SELECTED EXTRACT Block Start
Microsoft’s Deep Search, an optional generative AI feature meant to help searchers with complex questions that don’t have simple answers, seems to have rolled out to more users today. I personally can see the “Deep Search” icon at the top right of the Bing search box after conducting a search in Bing. And I asked others and they can see it too.
What it looks like. Here is a screenshot of the “Deep Search” icon at the top right of the Bing search results page:
When you click it, it takes you to a screen to refine your search and says “Taking a second look at your search…” and then it does a number of related searches to come up with the search results.
For the [search engine optimization] query, Bing Deep Search is unable to return any results. But for a search on SEO company, it can:
Here is an example of a search for [Bing] that asks me if I want the [AI chat] version:
Live for all? Mikhail Parakhin from Microsoft made it sound like it is not fully live yet, but everyone I asked can see it:
How it works. Deep Search is built on top of Bing’s web index and ranking system. It then uses GPT-4 to discern all the possible intents and variations behind the query and compute descriptions for each of them to create an “ideal set of results.”
After using a combination of querying techniques, Deep Search will surface results that typically wouldn’t appear in Search results.
SELECTED EXTRACT Block End
GIVEN INFORMATION Block Start
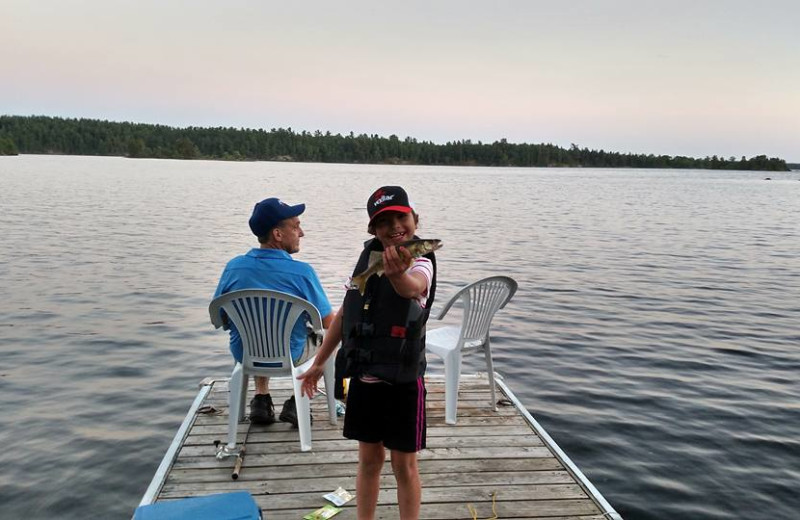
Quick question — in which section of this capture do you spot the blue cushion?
[133,491,261,520]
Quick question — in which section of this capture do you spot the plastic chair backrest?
[439,276,517,347]
[208,289,322,376]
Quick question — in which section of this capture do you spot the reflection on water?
[0,156,800,519]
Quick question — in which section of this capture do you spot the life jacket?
[336,237,436,390]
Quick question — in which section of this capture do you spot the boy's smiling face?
[373,211,417,247]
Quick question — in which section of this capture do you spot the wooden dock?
[141,374,621,520]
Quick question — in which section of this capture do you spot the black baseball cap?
[367,186,414,225]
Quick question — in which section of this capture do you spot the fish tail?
[350,275,367,296]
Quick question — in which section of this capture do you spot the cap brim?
[369,206,414,224]
[284,204,306,218]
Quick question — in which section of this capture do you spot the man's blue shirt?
[214,248,331,361]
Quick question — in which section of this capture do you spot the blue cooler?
[133,491,262,520]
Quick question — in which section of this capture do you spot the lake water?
[0,156,800,520]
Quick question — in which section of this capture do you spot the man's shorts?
[343,377,428,453]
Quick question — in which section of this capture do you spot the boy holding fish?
[300,186,441,520]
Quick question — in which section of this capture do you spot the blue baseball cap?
[250,197,306,237]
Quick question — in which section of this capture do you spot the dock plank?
[145,376,619,520]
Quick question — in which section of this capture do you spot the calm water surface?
[0,156,800,519]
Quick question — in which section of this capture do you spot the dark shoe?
[250,394,275,424]
[280,396,314,428]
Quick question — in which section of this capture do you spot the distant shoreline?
[0,116,800,171]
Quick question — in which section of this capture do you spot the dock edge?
[139,379,214,506]
[495,372,622,520]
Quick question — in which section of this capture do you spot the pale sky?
[0,0,800,162]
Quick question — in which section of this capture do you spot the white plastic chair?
[425,276,517,424]
[208,289,337,452]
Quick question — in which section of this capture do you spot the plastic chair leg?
[226,363,244,450]
[239,372,250,422]
[322,356,338,425]
[483,339,497,412]
[444,350,461,424]
[292,377,311,451]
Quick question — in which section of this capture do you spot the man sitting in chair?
[214,198,333,426]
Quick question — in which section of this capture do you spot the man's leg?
[356,441,386,520]
[250,376,275,424]
[253,376,269,395]
[391,450,422,520]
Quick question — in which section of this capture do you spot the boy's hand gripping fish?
[350,239,442,295]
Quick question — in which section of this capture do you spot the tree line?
[0,116,788,171]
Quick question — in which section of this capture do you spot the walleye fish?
[350,238,442,295]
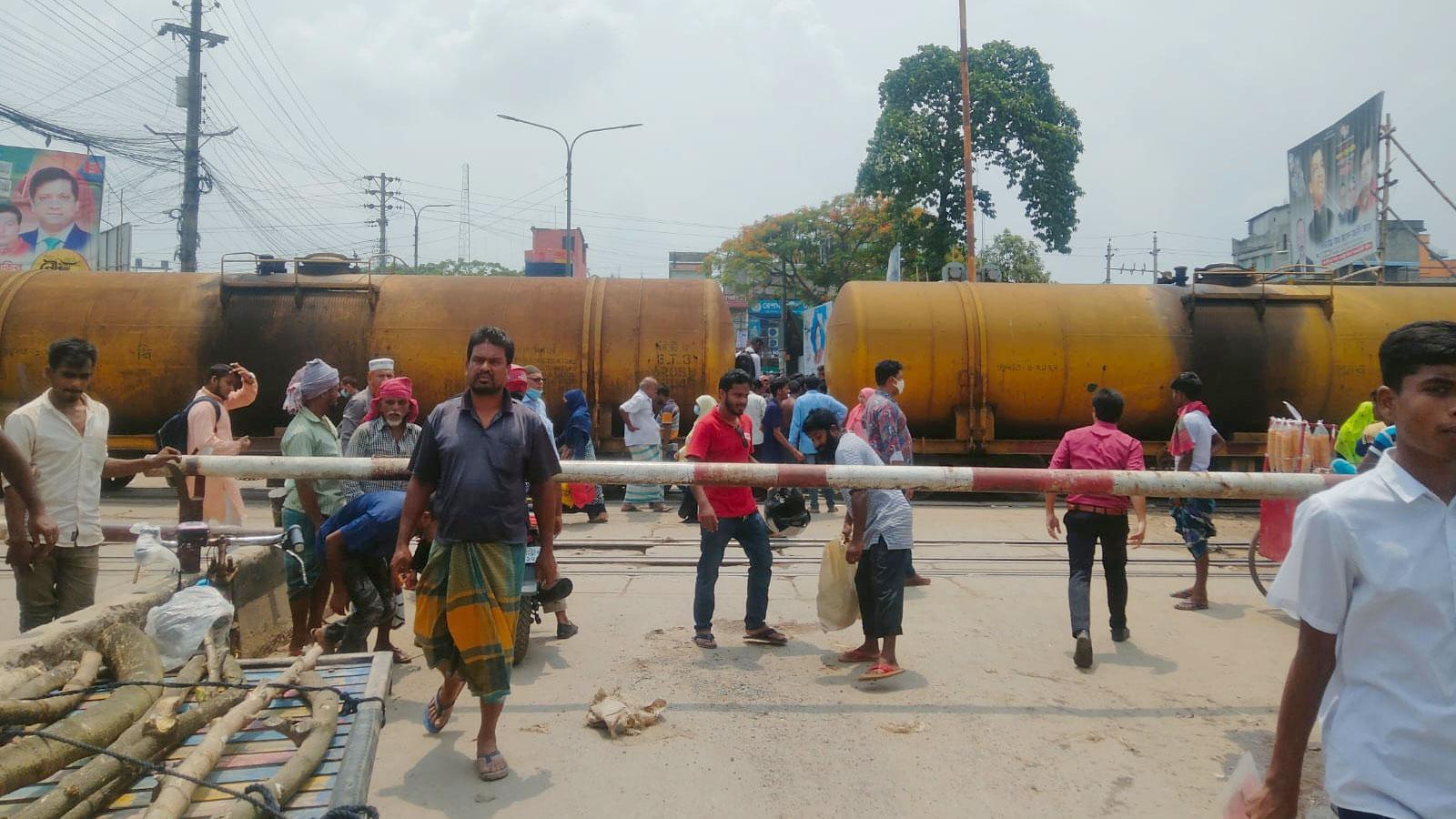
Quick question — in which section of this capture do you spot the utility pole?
[362,170,399,264]
[147,0,236,272]
[390,194,454,271]
[457,162,471,265]
[961,0,980,281]
[497,114,642,278]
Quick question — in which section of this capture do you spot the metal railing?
[179,455,1349,499]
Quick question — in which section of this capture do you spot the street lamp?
[497,114,642,277]
[395,196,454,269]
GIVEN INFORMATION Block End
_QUESTIONS TO ANSWER_
**1)** Reproduce the part of the Bing Deep Search article that begins at "What it looks" and stops after "the search results.".
**2)** Write what comes next in the article about Bing's Deep Search feature, picking up after its last sentence.

_RESPONSES TO THE EXERCISE_
**1)**
What it looks like. Here is a screenshot of the “Deep Search” icon at the top right of the Bing search results page:
When you click it, it takes you to a screen to refine your search and says “Taking a second look at your search…” and then it does a number of related searches to come up with the search results.

**2)**
Deep Search results ranking. The biggest factor is how well a page matches Bing’s expanded description. A few other relevance and quality factors mentioned were:
- How well the topic matches.
- Whether it has an “appropriate level of detail.”
- Whether the source is credible and trustworthy.
- Freshness.
- How popular the page is.
It is slow, very slow. Deep Search won’t load as quickly as regular search results. It may take Deep Search up to 30 seconds to complete, Microsoft said. This makes the feature sound dead on arrival – as most searchers likely won’t have that much patience.
In my tests, I did a search, put the window in the background and came back later to see the results. It is way too slow.
Why we care. This is another AI-driven SERP feature that will compete and could steal clicks from organic listings. That said, it’s hard to tell exactly how it works without testing it out, which we haven’t been able to do yet. But any clicks it steals could help users complete their tasks more quickly, as user intent can be ambiguous for many queries.